Copy out the entries that follow, exactly as written.

Natural language region descriptions:
____________

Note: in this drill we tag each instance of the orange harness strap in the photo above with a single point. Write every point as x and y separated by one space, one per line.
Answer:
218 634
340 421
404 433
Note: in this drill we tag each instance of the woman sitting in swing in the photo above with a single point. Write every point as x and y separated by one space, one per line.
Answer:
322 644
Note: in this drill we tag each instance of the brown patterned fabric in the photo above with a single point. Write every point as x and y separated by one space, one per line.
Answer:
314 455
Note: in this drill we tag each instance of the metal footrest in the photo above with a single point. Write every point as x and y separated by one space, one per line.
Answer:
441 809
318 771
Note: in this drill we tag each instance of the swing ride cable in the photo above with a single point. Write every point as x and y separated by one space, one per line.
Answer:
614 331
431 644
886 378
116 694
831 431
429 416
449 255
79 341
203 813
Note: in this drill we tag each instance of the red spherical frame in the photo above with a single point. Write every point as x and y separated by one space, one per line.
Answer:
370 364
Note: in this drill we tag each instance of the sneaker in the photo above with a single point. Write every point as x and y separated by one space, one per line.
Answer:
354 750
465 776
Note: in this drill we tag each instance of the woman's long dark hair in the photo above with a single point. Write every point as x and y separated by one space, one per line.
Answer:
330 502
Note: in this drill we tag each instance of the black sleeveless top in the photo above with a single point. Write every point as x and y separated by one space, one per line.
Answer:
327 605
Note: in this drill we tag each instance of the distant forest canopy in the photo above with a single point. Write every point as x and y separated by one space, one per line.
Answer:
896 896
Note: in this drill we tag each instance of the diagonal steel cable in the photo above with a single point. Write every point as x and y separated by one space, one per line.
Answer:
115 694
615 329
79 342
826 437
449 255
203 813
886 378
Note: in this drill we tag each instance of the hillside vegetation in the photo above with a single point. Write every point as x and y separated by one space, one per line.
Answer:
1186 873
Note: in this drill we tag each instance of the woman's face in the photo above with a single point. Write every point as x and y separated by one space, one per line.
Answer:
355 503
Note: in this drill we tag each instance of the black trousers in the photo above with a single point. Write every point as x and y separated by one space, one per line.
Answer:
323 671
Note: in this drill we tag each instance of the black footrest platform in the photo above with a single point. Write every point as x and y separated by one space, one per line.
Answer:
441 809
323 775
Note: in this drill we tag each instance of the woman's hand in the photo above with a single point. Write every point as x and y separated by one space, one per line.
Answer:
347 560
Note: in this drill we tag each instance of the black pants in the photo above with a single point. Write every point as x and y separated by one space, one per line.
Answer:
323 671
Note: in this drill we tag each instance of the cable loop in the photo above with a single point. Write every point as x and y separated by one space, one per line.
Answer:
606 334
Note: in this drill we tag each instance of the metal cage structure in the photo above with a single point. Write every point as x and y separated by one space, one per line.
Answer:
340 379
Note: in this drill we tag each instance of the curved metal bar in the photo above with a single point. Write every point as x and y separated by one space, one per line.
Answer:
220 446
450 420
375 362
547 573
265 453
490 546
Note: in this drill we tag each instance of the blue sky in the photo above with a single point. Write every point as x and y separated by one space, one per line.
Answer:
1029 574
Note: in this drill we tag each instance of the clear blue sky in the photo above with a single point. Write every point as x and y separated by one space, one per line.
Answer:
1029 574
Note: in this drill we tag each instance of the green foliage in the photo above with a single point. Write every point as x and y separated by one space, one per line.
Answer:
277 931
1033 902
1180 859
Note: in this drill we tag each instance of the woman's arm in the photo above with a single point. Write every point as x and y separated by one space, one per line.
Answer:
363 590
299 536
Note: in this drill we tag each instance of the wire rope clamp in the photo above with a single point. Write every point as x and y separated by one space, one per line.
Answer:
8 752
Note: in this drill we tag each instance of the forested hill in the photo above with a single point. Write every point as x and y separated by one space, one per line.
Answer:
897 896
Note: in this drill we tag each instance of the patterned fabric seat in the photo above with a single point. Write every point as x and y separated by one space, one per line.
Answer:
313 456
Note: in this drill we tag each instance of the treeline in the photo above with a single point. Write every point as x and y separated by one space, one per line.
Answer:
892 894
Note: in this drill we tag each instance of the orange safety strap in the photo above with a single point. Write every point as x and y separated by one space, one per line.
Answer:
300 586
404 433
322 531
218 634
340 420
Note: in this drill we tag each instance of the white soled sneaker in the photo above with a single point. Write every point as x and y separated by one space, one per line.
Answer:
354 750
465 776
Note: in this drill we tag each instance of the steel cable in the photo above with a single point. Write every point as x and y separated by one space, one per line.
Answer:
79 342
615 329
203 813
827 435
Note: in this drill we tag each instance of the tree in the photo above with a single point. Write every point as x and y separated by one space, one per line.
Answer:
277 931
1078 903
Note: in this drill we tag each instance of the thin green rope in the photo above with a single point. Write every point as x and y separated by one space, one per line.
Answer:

____________

▸ Your solution
Note: in this drill we tag each instance of the orange harness strap in the photo above with a single point. Write every point as x and y separated by one space, one per line.
Answer:
218 634
340 421
404 433
Note: in this drill we tag each instance of the woman sitting in swing in the photo above with a single point. Write every point as x and y separated by one space, one per line.
Answer:
322 644
Note: in this drill we tag each instance of the brown patterned fabric in the photo above with a single point. Write every point as x and y separated by one space, one per line.
Answer:
314 455
Note: in this drill we tag each instance of the metal footrest in the photo above with a single point. Write every point as x and y separated by one space, one per line.
Answer:
441 809
318 771
Note: in this drill we tag each instance of the swing ride cable in the photo above with a single point. Write every point as x and y separated by one space, one per line.
Answer:
614 331
431 644
886 378
116 694
831 431
429 416
449 255
79 341
203 813
Note: in this drill we tag each instance of the red spherical frame in the photo above with a single point. Write every point as x and y separated by one space, one per line.
Answer:
370 364
Note: in this drill we tag each instance of the sneaker in the photo above with a single point. Write every point as x and y separated by one space, one per line.
Answer:
354 750
465 776
Note: in this drill we tag each instance of the woman's long dark hair in the photo above with a single point. Write every point as x and y separated by one space, one per line.
Answer:
330 502
Note: in this drill we tag each instance of the black sleeveless top in the photo above with a single point. Write every point as x and y separated by one space, one per line.
Answer:
327 605
Note: in this drill we tag each instance of the distant forest canopy in the photo above with a single point. Write every point as x and y separated by one space, one per line.
Answer:
896 896
Note: in this drill we tag each instance of the diagonal steel cable in the photo above with a single point. Write every point as x and y separated by one space, one per line.
Answer:
115 694
615 329
79 342
826 437
449 255
203 813
886 378
Note: in this drill we tag each instance of the hillside vegetation in the photo above with a single point. Write every point as x and y separated by one space, one per line.
Answer:
1186 873
Note: in this drill we tag each instance of the woman's face in the photo above with a single point. Write every point as x and y separated by one space, one per line.
Answer:
355 503
Note: in this drill we tag each instance of the black trousers in the photo above with a single point. Write every point as x and y separated by one space, one per line.
Answer:
323 671
Note: in this drill we tag each instance of the black footrest platform in the photo above with a single point. Write every point as x and y separated by one space, one per line.
Answer:
441 809
323 775
Note: in this drill we tag each instance of the woman's hand in the photo above with a single point. Write every point as x and y separated by one space, one per line.
Answer:
347 560
Note: in this drill we tag each instance of the black pants in the photo above with a single point. Write every point as x and y separated by one space, one per line.
Answer:
323 671
Note: in this drill we tag each instance of the cable loop in the photo above with a single point. Write every point as x and y separated by one space, one per line.
Answer:
606 334
Note: in this drill we tag each instance of the metal cage structure in the photo above with a single point. Write every point as x and y separated by one space, one per line.
Answer:
340 379
Note: in this drill we tag each instance of the curved metal bar in the photo above with a single point. Write every point as x and y separated by one space, one per line.
Answer:
220 446
450 420
375 362
547 573
265 453
490 546
Note: in this drill we tag each instance of the blue sky in the photo above with a single point. Write every point as x and y separated by one space, one per line.
Answer:
1029 574
Note: in this drill we tag each instance of the clear blue sky in the photo above with a single point. Write every point as x and y separated by one space, one per line.
Answer:
1029 574
Note: in this drill we tag each instance of the green foliage in the photo above with a single point. Write every point as x and y separated by one space, one per line.
Answer:
277 931
1033 902
1180 859
Note: in this drill we tag each instance of the woman's arm in the photo above with a single point. Write every point as x and y separated by one space, one per line.
Answer:
363 590
299 536
Note: in this drill we tag each instance of the wire rope clamp in the photo above with a single point. Write every point as x and y separated by one space, one per line.
Answer:
8 752
Note: in this drill we tag each instance of the forested hill in the photo above with a single point. Write every point as x and y separated by one space, one per line.
Answer:
897 896
Note: in this drill we tag each instance of the patterned fabric seat in the photo above with a single point. Write every point as x and y separated by one space, one per line.
Answer:
313 456
Note: in this drill we tag each instance of the treeline in the photo above with a single point. Write every point as x and y separated by one space, one per line.
Answer:
892 894
Note: in this drill we tag each instance of the orange safety strap in the photo above with a single point. Write every point as x and y separated by one space, one per line.
Answer:
300 586
404 433
322 531
218 634
340 420
Note: in this drill we tag each instance of the white soled sneaker in the photo above with a single point. Write every point as x and y separated by one space, one per line.
Answer:
354 750
465 776
Note: in this drill we tag each instance of the steel cable in the photo above with a single point. Write every point as x and y separated by one space, one per line.
Answer:
79 342
615 329
203 813
827 435
Note: in this drill we tag each instance of the tree in the photo above with a single point. Write every point as x and y separated by one space, one per line.
Answer:
277 931
1078 903
Note: in this drill we tag each instance of the thin green rope in the photo above with a single point. Write every point as x and y separated by one space, one per line.
Answer:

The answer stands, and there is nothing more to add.